*** Begin section ***

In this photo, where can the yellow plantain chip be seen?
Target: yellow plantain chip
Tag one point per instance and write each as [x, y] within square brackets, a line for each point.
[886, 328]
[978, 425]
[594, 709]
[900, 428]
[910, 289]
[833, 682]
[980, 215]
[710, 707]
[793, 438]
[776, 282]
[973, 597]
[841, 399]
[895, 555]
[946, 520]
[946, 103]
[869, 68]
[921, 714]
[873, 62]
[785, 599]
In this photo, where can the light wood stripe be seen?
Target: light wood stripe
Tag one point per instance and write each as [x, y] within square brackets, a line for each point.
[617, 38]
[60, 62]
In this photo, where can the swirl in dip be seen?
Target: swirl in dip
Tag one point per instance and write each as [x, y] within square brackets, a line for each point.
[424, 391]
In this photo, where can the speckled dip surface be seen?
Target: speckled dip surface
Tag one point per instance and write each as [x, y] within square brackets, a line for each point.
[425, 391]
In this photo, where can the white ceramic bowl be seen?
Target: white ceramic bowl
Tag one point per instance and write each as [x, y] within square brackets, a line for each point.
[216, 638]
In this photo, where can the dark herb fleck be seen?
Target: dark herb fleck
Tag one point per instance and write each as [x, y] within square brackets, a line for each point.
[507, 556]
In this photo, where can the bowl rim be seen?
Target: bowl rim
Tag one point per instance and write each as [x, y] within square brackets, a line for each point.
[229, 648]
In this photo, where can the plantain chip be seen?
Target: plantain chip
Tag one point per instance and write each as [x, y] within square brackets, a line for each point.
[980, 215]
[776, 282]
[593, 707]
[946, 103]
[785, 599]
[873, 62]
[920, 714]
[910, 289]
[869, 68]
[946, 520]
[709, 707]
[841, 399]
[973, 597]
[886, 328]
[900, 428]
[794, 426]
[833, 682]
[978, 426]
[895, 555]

*** End section ***

Assigned task ::
Please retype all of the material above, keeping it exact.

Written response ::
In this photo, where can the yellow plantain chip be seen?
Target: yellow plantain chip
Tag one point per instance and write each as [x, y] within square brackets, a line for each point.
[886, 328]
[978, 425]
[594, 709]
[900, 428]
[910, 289]
[833, 682]
[980, 215]
[710, 707]
[793, 438]
[776, 282]
[973, 597]
[841, 399]
[895, 555]
[946, 520]
[946, 103]
[869, 68]
[921, 714]
[873, 62]
[785, 599]
In this photo, where can the light wood stripe be seen?
Target: light wood stripe
Tag one point per instance and write each as [x, y] within square brackets, a line for each point.
[617, 38]
[60, 62]
In this photo, where can the swirl in dip be seen?
Target: swirl in dip
Tag one point per instance and write each as [x, y] within square brackets, a line for each point.
[424, 391]
In this photo, where can the speckled dip surface be seen?
Target: speckled dip surface
Tag one point per instance and write each as [x, y] within square brackets, a line for each point.
[425, 391]
In this photo, where can the white ceramic bowl be seen?
Target: white ceramic bowl
Tag one point per instance and write each as [x, y] within square brackets, a line for each point.
[216, 638]
In this photo, where can the dark herb fleck be seen?
Target: dark herb fleck
Tag one point per instance and write each as [x, y] within square brackets, a line for each point.
[507, 556]
In this photo, where can the bowl rim be seen?
Target: bowl rim
Tag one point per instance and write each as [x, y] within square brackets, a line for each point.
[229, 648]
In this photo, where can the plantain chip be seen?
Target: plantain chip
Tag one point per instance and write each as [x, y] within square brackets, a line for each point.
[980, 215]
[776, 282]
[593, 707]
[946, 103]
[785, 599]
[873, 62]
[920, 714]
[910, 289]
[869, 68]
[946, 520]
[709, 707]
[841, 399]
[973, 597]
[886, 328]
[900, 428]
[794, 426]
[833, 682]
[978, 426]
[895, 555]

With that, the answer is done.